Exercise brief → Output every entry verbatim.

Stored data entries
□ □ □ □ □
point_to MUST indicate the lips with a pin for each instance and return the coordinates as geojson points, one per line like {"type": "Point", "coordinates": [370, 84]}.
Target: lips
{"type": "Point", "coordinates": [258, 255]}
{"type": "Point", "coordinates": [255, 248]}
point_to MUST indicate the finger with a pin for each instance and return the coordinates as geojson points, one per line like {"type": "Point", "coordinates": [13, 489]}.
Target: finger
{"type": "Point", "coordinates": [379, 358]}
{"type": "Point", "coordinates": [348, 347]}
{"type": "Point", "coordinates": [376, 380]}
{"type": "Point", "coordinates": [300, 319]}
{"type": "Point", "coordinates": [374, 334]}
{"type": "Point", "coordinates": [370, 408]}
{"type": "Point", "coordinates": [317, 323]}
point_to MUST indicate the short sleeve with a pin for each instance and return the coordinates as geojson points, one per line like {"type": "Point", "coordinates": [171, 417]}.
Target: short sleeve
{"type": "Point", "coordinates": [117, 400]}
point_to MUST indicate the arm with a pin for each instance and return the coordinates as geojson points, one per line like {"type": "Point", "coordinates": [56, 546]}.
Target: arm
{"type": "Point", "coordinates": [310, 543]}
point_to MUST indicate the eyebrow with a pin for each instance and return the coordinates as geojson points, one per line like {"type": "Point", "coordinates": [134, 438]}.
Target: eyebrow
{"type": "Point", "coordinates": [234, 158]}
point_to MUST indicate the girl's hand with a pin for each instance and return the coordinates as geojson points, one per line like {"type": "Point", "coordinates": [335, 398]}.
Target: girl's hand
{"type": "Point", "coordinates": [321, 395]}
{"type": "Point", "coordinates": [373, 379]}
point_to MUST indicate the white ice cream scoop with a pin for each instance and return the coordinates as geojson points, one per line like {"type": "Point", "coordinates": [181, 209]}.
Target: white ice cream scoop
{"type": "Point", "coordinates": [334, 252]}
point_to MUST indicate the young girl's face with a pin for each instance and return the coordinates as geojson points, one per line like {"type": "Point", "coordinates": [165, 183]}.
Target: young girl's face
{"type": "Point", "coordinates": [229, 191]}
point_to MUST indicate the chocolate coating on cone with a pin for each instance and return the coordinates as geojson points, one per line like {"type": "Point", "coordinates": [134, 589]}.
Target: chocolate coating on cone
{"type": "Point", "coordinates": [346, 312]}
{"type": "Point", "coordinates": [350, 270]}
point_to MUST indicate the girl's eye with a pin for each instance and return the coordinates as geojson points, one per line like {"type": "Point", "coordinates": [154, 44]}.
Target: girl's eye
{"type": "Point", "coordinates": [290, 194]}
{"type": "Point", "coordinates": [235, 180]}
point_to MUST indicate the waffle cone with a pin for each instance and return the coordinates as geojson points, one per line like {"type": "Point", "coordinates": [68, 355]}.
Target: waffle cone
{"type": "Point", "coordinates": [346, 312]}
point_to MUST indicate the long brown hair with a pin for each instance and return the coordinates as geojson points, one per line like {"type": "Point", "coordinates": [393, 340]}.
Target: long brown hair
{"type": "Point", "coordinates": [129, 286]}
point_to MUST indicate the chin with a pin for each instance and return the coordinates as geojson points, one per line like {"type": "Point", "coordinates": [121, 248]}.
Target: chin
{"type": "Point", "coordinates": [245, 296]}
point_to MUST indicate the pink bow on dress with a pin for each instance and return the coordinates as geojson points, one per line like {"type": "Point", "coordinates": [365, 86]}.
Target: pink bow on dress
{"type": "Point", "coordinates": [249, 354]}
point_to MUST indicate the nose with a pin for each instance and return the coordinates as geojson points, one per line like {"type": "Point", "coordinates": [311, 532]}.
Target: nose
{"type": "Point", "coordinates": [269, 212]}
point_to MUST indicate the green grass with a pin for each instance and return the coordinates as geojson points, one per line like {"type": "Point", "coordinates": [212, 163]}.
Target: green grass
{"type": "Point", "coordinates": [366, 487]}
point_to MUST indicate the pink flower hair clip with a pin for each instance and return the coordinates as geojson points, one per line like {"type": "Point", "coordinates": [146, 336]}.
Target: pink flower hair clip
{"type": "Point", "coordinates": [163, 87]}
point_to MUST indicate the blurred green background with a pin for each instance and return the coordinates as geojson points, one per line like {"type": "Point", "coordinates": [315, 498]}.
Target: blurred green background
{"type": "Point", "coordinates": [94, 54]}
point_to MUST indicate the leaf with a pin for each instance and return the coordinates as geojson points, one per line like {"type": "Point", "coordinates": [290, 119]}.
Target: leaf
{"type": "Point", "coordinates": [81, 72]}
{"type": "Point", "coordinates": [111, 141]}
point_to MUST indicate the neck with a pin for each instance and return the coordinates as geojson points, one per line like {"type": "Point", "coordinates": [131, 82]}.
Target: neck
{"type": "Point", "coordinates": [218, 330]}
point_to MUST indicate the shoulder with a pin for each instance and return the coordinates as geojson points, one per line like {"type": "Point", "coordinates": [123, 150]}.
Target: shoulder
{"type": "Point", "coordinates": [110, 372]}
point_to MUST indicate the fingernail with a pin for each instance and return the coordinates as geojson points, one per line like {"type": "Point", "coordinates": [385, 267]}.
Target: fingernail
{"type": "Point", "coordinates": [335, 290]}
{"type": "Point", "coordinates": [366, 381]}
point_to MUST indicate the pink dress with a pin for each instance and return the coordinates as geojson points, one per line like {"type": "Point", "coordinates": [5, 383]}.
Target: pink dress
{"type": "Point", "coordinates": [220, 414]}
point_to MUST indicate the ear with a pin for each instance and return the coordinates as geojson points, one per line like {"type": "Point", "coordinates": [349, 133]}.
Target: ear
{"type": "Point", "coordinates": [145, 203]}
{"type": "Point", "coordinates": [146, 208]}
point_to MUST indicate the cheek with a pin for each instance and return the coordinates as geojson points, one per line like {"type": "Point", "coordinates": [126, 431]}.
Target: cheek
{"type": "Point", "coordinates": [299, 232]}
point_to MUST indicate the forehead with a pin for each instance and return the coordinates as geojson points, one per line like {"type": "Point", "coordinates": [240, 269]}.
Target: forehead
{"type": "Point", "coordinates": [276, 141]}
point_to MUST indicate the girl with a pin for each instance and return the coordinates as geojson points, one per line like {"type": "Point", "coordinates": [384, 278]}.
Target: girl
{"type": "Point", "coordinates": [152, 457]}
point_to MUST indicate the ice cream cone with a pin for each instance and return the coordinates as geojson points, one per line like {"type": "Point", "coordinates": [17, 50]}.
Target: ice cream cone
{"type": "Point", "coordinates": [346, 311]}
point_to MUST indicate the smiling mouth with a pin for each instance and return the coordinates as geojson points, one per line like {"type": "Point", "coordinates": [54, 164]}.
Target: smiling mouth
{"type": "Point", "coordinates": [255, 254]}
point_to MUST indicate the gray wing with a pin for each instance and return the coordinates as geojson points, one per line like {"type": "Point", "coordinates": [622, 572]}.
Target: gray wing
□ □ □ □ □
Response below →
point_to MUST indicate the lips with a pin for each instance and return the coordinates as geojson points, one per line like {"type": "Point", "coordinates": [370, 84]}.
Target: lips
{"type": "Point", "coordinates": [258, 255]}
{"type": "Point", "coordinates": [255, 248]}
point_to MUST indicate the finger with a pin for each instance and return the coordinates as geojson points, one per line like {"type": "Point", "coordinates": [13, 489]}.
Target: finger
{"type": "Point", "coordinates": [379, 358]}
{"type": "Point", "coordinates": [348, 347]}
{"type": "Point", "coordinates": [376, 380]}
{"type": "Point", "coordinates": [300, 319]}
{"type": "Point", "coordinates": [374, 334]}
{"type": "Point", "coordinates": [370, 408]}
{"type": "Point", "coordinates": [317, 323]}
point_to MUST indicate the short sleeve with a pin for each instance and return the coordinates as geojson points, one per line like {"type": "Point", "coordinates": [171, 417]}.
Target: short sleeve
{"type": "Point", "coordinates": [117, 400]}
point_to MUST indicate the arm with a pin for each instance and return the coordinates as geojson points, one per line like {"type": "Point", "coordinates": [56, 546]}.
Target: arm
{"type": "Point", "coordinates": [310, 543]}
point_to MUST indicate the eyebrow with a pin for each instance and return the coordinates as geojson points, one per line like {"type": "Point", "coordinates": [134, 438]}.
Target: eyebrow
{"type": "Point", "coordinates": [234, 158]}
point_to MUST indicate the girl's hand with a pin for each instance and return the coordinates as geojson points, one per line like {"type": "Point", "coordinates": [335, 398]}.
Target: girl's hand
{"type": "Point", "coordinates": [321, 395]}
{"type": "Point", "coordinates": [373, 379]}
point_to MUST indicate the white ice cream scoop with a pin for each instance and return the coordinates as geojson points, one per line like {"type": "Point", "coordinates": [181, 209]}.
Target: white ice cream scoop
{"type": "Point", "coordinates": [334, 252]}
point_to MUST indicate the young girl's face with a pin for each instance and return the coordinates as geojson points, one per line like {"type": "Point", "coordinates": [165, 183]}.
Target: young girl's face
{"type": "Point", "coordinates": [229, 191]}
point_to MUST indicate the chocolate coating on cone with a pin for each instance and return the coordinates as geojson points, one per line like {"type": "Point", "coordinates": [134, 589]}.
Target: chocolate coating on cone
{"type": "Point", "coordinates": [346, 312]}
{"type": "Point", "coordinates": [350, 270]}
point_to MUST indicate the girl's eye with a pin for each instance and return the coordinates as geojson points, one per line like {"type": "Point", "coordinates": [154, 44]}.
Target: girl's eye
{"type": "Point", "coordinates": [290, 194]}
{"type": "Point", "coordinates": [235, 180]}
point_to MUST indicate the waffle cone with a pin for each instance and return the coordinates as geojson points, one per line like {"type": "Point", "coordinates": [68, 355]}.
Target: waffle cone
{"type": "Point", "coordinates": [346, 312]}
point_to MUST indicate the long brown hair with a pin for each instance and return the coordinates as geojson points, one per line like {"type": "Point", "coordinates": [393, 340]}.
Target: long brown hair
{"type": "Point", "coordinates": [129, 286]}
point_to MUST indicate the chin with a pin for each instance and return the coordinates as geojson points, one per line like {"type": "Point", "coordinates": [121, 248]}.
Target: chin
{"type": "Point", "coordinates": [245, 296]}
point_to MUST indicate the pink bow on dress with a pin for each instance and return the coordinates as geojson points, one per line like {"type": "Point", "coordinates": [365, 86]}.
Target: pink bow on dress
{"type": "Point", "coordinates": [249, 354]}
point_to MUST indicate the nose with a pin for each instance and return the coordinates as geojson points, one per line like {"type": "Point", "coordinates": [311, 532]}.
Target: nose
{"type": "Point", "coordinates": [269, 212]}
point_to MUST indicate the green grass with a pin for each instance and return the coordinates as geojson points, one per line like {"type": "Point", "coordinates": [212, 163]}.
Target: green grass
{"type": "Point", "coordinates": [366, 487]}
point_to MUST indicate the pink flower hair clip with a pin for each instance and return the coordinates as geojson points, one per line like {"type": "Point", "coordinates": [146, 336]}.
Target: pink flower hair clip
{"type": "Point", "coordinates": [163, 87]}
point_to MUST indicate the blurred green background with a pin for each instance and return the coordinates as geojson points, one per line like {"type": "Point", "coordinates": [315, 498]}.
Target: blurred green background
{"type": "Point", "coordinates": [94, 54]}
point_to MUST indicate the leaf with a pin for each instance and return the coordinates as geojson points, one per line like {"type": "Point", "coordinates": [290, 119]}.
Target: leaf
{"type": "Point", "coordinates": [81, 72]}
{"type": "Point", "coordinates": [111, 141]}
point_to MUST indicate the neck with a pin for each instance and return the coordinates as geojson points, one per line like {"type": "Point", "coordinates": [131, 82]}.
Target: neck
{"type": "Point", "coordinates": [218, 330]}
point_to MUST indicate the shoulder with a pin for each instance and return the coordinates as geojson points, one per line like {"type": "Point", "coordinates": [123, 150]}.
Target: shoulder
{"type": "Point", "coordinates": [110, 372]}
point_to MUST indicate the fingernail with a pin for each instance and return the coordinates as geojson points, one per line like {"type": "Point", "coordinates": [385, 267]}.
Target: fingernail
{"type": "Point", "coordinates": [335, 290]}
{"type": "Point", "coordinates": [366, 381]}
point_to MUST indicate the pink dress with a pin for each instance and return the coordinates as geojson points, one per line like {"type": "Point", "coordinates": [5, 383]}.
Target: pink dress
{"type": "Point", "coordinates": [220, 414]}
point_to MUST indicate the ear with a pin for each instance and return the coordinates as geojson points, one per line like {"type": "Point", "coordinates": [349, 133]}.
Target: ear
{"type": "Point", "coordinates": [145, 203]}
{"type": "Point", "coordinates": [146, 208]}
point_to MUST indicate the cheek with a pin for each instance and return the coordinates as geojson points, one per line like {"type": "Point", "coordinates": [126, 431]}.
Target: cheek
{"type": "Point", "coordinates": [299, 232]}
point_to MUST indicate the forehead with a pin for each instance and return the coordinates as geojson points, one per line like {"type": "Point", "coordinates": [240, 269]}.
Target: forehead
{"type": "Point", "coordinates": [276, 141]}
point_to MUST indicate the girl with a pin for each instance and return the coordinates as geojson points, one per line like {"type": "Point", "coordinates": [384, 278]}.
Target: girl
{"type": "Point", "coordinates": [152, 457]}
point_to MUST indicate the ice cream cone with a pin for each instance and return the coordinates as geojson points, one per line like {"type": "Point", "coordinates": [17, 50]}.
Target: ice cream cone
{"type": "Point", "coordinates": [346, 311]}
point_to MUST indicate the smiling mouth with a pin for each instance and return the coordinates as geojson points, one per line like {"type": "Point", "coordinates": [54, 164]}.
Target: smiling mouth
{"type": "Point", "coordinates": [255, 254]}
point_to MUST indicate the gray wing with a pin for each instance and return the coordinates as geojson points, one per line like {"type": "Point", "coordinates": [622, 572]}.
Target: gray wing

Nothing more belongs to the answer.